What is asked
Give every line of the items below as a Markdown table with the columns "Row" and "Line", numbering the rows in order and leaving out blank lines.

Extracted data
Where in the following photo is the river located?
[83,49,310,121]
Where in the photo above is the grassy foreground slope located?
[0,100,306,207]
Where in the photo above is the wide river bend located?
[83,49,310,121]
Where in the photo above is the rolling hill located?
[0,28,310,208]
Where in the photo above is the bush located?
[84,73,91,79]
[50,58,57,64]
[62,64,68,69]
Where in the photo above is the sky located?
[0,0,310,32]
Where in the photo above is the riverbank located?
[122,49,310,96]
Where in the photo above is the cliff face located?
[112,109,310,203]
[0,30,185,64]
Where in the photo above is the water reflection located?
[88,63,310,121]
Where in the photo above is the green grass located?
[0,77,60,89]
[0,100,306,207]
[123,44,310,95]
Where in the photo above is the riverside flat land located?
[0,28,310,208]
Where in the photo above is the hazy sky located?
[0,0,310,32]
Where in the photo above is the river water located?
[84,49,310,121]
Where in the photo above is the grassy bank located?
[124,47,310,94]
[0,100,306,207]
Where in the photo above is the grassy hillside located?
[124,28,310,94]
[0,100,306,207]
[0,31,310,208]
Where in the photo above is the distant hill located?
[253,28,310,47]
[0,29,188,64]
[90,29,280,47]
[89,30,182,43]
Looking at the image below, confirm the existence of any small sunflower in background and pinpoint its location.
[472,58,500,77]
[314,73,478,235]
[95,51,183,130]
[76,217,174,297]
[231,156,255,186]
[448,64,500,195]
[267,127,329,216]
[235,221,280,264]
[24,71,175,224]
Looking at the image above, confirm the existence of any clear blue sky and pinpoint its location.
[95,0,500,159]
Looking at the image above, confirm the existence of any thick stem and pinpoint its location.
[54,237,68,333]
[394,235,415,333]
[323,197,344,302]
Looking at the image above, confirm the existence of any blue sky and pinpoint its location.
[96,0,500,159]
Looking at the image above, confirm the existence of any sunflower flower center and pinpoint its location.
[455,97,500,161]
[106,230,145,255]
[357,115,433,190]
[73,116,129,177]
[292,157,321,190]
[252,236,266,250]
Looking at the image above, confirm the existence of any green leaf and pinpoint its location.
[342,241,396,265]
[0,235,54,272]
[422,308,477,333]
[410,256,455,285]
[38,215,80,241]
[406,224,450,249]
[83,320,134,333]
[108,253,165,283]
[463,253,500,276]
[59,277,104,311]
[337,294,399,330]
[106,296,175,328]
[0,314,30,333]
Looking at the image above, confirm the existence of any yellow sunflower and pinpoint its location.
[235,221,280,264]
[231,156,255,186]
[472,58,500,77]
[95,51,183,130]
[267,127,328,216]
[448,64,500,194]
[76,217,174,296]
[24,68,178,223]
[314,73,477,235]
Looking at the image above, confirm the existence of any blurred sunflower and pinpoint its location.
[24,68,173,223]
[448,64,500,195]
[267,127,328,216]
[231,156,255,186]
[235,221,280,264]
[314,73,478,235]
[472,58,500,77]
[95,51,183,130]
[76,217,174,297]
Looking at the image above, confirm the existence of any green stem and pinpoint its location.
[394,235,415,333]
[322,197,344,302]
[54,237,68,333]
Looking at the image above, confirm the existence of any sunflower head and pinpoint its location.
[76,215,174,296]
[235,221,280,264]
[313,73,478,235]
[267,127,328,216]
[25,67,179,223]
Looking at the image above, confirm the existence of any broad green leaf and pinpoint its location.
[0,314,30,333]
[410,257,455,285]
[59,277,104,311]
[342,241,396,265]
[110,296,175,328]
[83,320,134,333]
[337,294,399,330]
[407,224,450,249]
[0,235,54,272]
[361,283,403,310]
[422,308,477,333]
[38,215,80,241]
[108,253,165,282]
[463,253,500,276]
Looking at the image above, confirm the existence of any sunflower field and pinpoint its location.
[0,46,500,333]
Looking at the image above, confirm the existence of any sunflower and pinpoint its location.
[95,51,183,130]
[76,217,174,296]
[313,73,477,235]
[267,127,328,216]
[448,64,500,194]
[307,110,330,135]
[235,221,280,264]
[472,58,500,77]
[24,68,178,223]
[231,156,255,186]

Response to this task
| Row | Line |
|---|---|
| 1 | Where in the following photo is the river located? |
| 2 | [83,49,310,121] |
| 3 | Where in the photo above is the grassy foreground slope located? |
| 4 | [0,100,306,207] |
| 5 | Where in the photo above is the wide river bend located? |
| 6 | [83,49,310,121] |
| 7 | Where in the photo above is the rolling hill located? |
| 8 | [0,28,310,208] |
| 9 | Where in the photo above is the bush located? |
| 10 | [84,73,91,79] |
| 11 | [50,58,57,64] |
| 12 | [62,64,68,69] |
| 13 | Where in the photo above is the sky located? |
| 14 | [0,0,310,32] |
| 15 | Where in the photo above is the riverbank located? |
| 16 | [122,49,310,96] |
| 17 | Where in the photo above is the cliff face located? |
| 18 | [112,109,310,203] |
| 19 | [0,30,185,64] |
| 20 | Where in the photo above is the water reflection located? |
| 21 | [88,63,310,121] |
| 22 | Where in the photo above is the green grass located? |
| 23 | [0,77,60,89] |
| 24 | [0,100,306,207] |
| 25 | [123,44,310,95] |
| 26 | Where in the photo above is the riverside flat land located? |
| 27 | [0,28,310,208] |
| 28 | Where in the photo above is the hazy sky located? |
| 29 | [0,0,310,32] |
| 30 | Where in the photo above is the river water located? |
| 31 | [84,49,310,121] |
| 32 | Where in the photo above is the grassy bank located? |
| 33 | [124,47,310,94] |
| 34 | [0,100,306,207] |
| 35 | Where in the photo above is the grassy hillside located? |
| 36 | [124,28,310,94] |
| 37 | [0,100,306,207] |
| 38 | [0,31,310,208] |
| 39 | Where in the photo above is the distant hill located? |
| 40 | [253,28,310,47] |
| 41 | [0,29,188,64] |
| 42 | [90,29,280,47] |
| 43 | [89,30,182,43] |
| 44 | Looking at the image below, confirm the existence of any small sunflower in background and pinpoint its location. |
| 45 | [472,58,500,77] |
| 46 | [314,73,478,235] |
| 47 | [95,51,183,130] |
| 48 | [76,217,174,297] |
| 49 | [231,156,255,186] |
| 50 | [448,64,500,195] |
| 51 | [267,127,329,216] |
| 52 | [235,221,280,264] |
| 53 | [24,71,175,224] |
| 54 | Looking at the image above, confirm the existence of any clear blue sky and pinpoint its location. |
| 55 | [95,0,500,159] |
| 56 | Looking at the image above, confirm the existence of any thick stem and pinpoint its location. |
| 57 | [54,237,68,333] |
| 58 | [394,235,415,333] |
| 59 | [323,197,344,302] |
| 60 | Looking at the image above, confirm the existence of any blue sky and pinpoint its location. |
| 61 | [96,0,500,159] |
| 62 | Looking at the image above, confirm the existence of any sunflower flower center and pinpoint its location. |
| 63 | [455,97,500,161] |
| 64 | [106,230,145,255] |
| 65 | [357,115,433,190] |
| 66 | [73,116,129,177] |
| 67 | [292,157,321,190] |
| 68 | [252,236,266,250] |
| 69 | Looking at the image above, confirm the existence of any green leaf and pinpoint its location. |
| 70 | [342,241,396,265] |
| 71 | [0,235,54,272] |
| 72 | [422,308,477,333] |
| 73 | [410,256,455,285] |
| 74 | [38,215,80,241] |
| 75 | [406,224,450,249] |
| 76 | [83,320,134,333] |
| 77 | [108,253,165,283] |
| 78 | [463,253,500,276] |
| 79 | [59,277,104,311] |
| 80 | [337,294,399,330] |
| 81 | [106,296,175,328] |
| 82 | [0,314,30,333] |
| 83 | Looking at the image above, confirm the existence of any yellow sunflower and pinpoint its location. |
| 84 | [235,221,280,264] |
| 85 | [231,156,255,186] |
| 86 | [472,58,500,77] |
| 87 | [95,51,183,130] |
| 88 | [267,127,328,216] |
| 89 | [448,64,500,194] |
| 90 | [76,217,174,296] |
| 91 | [24,68,178,223] |
| 92 | [314,73,477,235] |
| 93 | Looking at the image above, confirm the existence of any blurred sunflower and pinpoint its location. |
| 94 | [24,68,173,223] |
| 95 | [448,64,500,195] |
| 96 | [267,127,328,216] |
| 97 | [231,156,255,186] |
| 98 | [235,221,280,264] |
| 99 | [314,73,478,235] |
| 100 | [472,58,500,77] |
| 101 | [95,51,183,130] |
| 102 | [76,217,174,297] |
| 103 | Looking at the image above, confirm the existence of any green stem and pinpoint its location. |
| 104 | [394,235,415,333] |
| 105 | [322,197,344,302] |
| 106 | [54,237,68,333] |
| 107 | Looking at the image above, confirm the existence of any sunflower head and pinpoint its location. |
| 108 | [76,215,174,296] |
| 109 | [235,221,280,264] |
| 110 | [313,73,478,235] |
| 111 | [267,127,328,216] |
| 112 | [25,67,179,223] |
| 113 | Looking at the image above, confirm the existence of any broad green leaf and pinpoint its location. |
| 114 | [0,314,30,333] |
| 115 | [410,257,455,285] |
| 116 | [59,277,104,311] |
| 117 | [342,241,396,265] |
| 118 | [110,296,175,328] |
| 119 | [83,320,134,333] |
| 120 | [337,294,399,330] |
| 121 | [407,224,450,249] |
| 122 | [0,235,54,272] |
| 123 | [361,283,403,310] |
| 124 | [422,308,477,333] |
| 125 | [38,215,80,241] |
| 126 | [108,253,165,282] |
| 127 | [463,253,500,276] |
| 128 | Looking at the image above, confirm the existence of any sunflower field and pinpoint its location. |
| 129 | [0,46,500,333] |
| 130 | Looking at the image above, confirm the existence of any sunflower and pinpoint its location. |
| 131 | [95,51,183,130] |
| 132 | [76,217,174,296] |
| 133 | [313,73,477,235] |
| 134 | [267,127,328,216] |
| 135 | [448,64,500,194] |
| 136 | [307,110,330,135] |
| 137 | [235,221,280,264] |
| 138 | [472,58,500,77] |
| 139 | [24,68,178,223] |
| 140 | [231,156,255,186] |